* Exercise materials

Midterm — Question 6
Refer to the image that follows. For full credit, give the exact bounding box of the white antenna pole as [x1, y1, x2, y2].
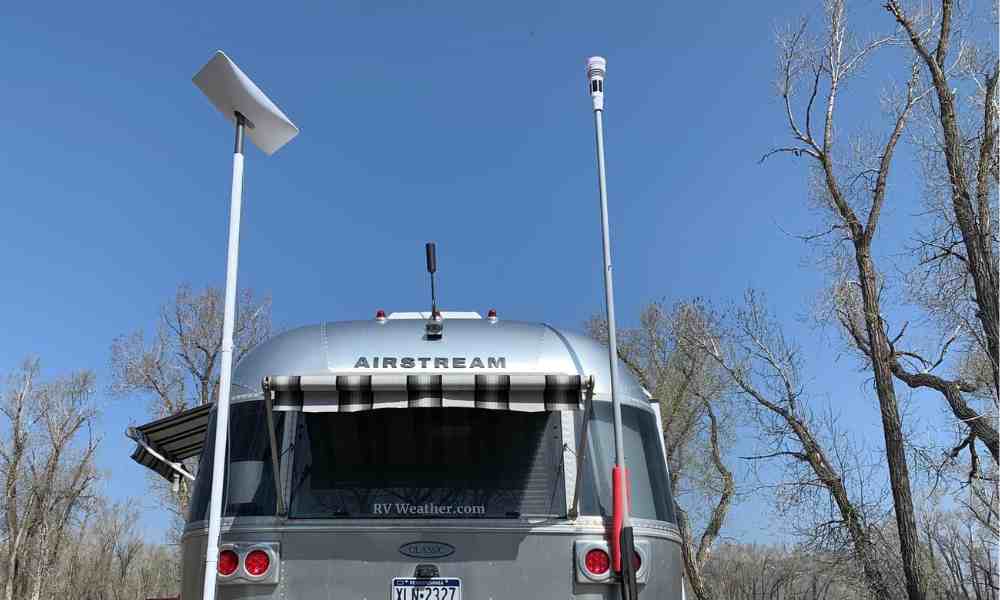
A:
[587, 55, 637, 600]
[588, 54, 628, 524]
[192, 50, 298, 600]
[201, 113, 246, 600]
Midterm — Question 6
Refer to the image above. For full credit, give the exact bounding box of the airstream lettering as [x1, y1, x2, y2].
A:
[353, 356, 507, 369]
[127, 314, 683, 598]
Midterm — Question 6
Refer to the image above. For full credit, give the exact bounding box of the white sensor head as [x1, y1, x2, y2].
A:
[587, 56, 606, 110]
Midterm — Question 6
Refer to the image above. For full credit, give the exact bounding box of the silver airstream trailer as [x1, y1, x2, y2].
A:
[128, 311, 683, 598]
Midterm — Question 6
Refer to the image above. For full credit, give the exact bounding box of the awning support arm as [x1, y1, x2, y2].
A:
[568, 377, 595, 520]
[262, 378, 286, 516]
[126, 429, 195, 482]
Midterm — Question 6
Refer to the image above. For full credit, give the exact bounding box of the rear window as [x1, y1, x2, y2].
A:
[188, 402, 284, 522]
[289, 408, 565, 518]
[578, 403, 675, 523]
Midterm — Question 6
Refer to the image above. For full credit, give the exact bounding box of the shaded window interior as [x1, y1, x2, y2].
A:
[289, 408, 564, 518]
[188, 402, 284, 521]
[577, 403, 675, 523]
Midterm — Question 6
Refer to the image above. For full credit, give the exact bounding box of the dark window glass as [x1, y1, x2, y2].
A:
[289, 408, 564, 519]
[575, 403, 675, 523]
[188, 402, 284, 522]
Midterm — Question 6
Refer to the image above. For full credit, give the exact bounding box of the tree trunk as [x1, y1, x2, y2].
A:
[3, 523, 27, 600]
[675, 505, 715, 600]
[855, 247, 927, 600]
[787, 415, 895, 600]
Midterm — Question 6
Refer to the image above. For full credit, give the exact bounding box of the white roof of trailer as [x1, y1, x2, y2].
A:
[387, 311, 482, 320]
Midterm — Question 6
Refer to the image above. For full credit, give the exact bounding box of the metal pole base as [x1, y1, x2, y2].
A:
[619, 526, 638, 600]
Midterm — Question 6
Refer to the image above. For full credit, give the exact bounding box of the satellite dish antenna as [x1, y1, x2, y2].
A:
[192, 50, 298, 600]
[193, 51, 299, 155]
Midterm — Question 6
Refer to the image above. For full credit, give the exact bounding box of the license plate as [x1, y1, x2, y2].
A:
[391, 577, 461, 600]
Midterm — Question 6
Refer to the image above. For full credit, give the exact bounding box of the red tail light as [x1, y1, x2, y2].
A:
[244, 549, 271, 576]
[585, 548, 610, 575]
[218, 549, 239, 576]
[633, 551, 642, 571]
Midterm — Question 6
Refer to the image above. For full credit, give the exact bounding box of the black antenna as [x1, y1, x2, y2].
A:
[425, 242, 438, 317]
[424, 242, 444, 340]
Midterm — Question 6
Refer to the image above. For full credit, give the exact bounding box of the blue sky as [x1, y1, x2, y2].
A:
[1, 1, 961, 542]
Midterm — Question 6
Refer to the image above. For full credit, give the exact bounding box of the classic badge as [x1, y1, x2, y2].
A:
[398, 541, 456, 559]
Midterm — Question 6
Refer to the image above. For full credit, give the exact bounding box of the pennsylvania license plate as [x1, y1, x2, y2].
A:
[391, 578, 461, 600]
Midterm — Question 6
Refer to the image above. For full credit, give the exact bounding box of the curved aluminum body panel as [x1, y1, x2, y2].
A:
[230, 318, 647, 403]
[182, 519, 683, 599]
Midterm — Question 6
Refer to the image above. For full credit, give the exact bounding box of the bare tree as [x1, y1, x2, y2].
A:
[758, 0, 1000, 595]
[922, 508, 997, 599]
[52, 499, 180, 600]
[0, 359, 100, 600]
[877, 0, 1000, 471]
[109, 283, 272, 528]
[704, 542, 868, 600]
[110, 284, 273, 416]
[887, 0, 999, 391]
[587, 302, 736, 600]
[682, 291, 906, 600]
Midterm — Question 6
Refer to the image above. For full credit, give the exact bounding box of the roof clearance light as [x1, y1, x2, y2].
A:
[585, 548, 610, 575]
[217, 549, 239, 576]
[375, 309, 387, 323]
[487, 308, 498, 323]
[244, 549, 271, 577]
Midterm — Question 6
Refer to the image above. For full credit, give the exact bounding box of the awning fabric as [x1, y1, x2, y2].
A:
[264, 373, 590, 413]
[128, 403, 212, 480]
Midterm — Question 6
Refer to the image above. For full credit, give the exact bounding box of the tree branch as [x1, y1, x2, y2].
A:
[759, 146, 820, 163]
[864, 63, 927, 244]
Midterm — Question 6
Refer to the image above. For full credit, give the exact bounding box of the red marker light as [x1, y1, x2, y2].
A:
[244, 549, 270, 576]
[585, 548, 610, 575]
[375, 309, 387, 322]
[217, 549, 239, 576]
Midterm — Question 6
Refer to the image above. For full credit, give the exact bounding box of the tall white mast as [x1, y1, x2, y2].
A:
[587, 55, 638, 600]
[192, 51, 298, 600]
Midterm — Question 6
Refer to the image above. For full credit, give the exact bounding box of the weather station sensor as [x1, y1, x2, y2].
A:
[587, 56, 606, 111]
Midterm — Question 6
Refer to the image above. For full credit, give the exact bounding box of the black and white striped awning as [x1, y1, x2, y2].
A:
[263, 373, 591, 413]
[127, 403, 212, 481]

* Assignment
The answer must consist of each line in the entries above that includes "black".

* Exercise output
Refer to the image above. For full credit, give the exact bounding box of the black antenna as [x1, y1, x2, y2].
Refer to the image above. For full credit, give the exact bounding box of the black and white striped awning as [x1, y1, x2, y2].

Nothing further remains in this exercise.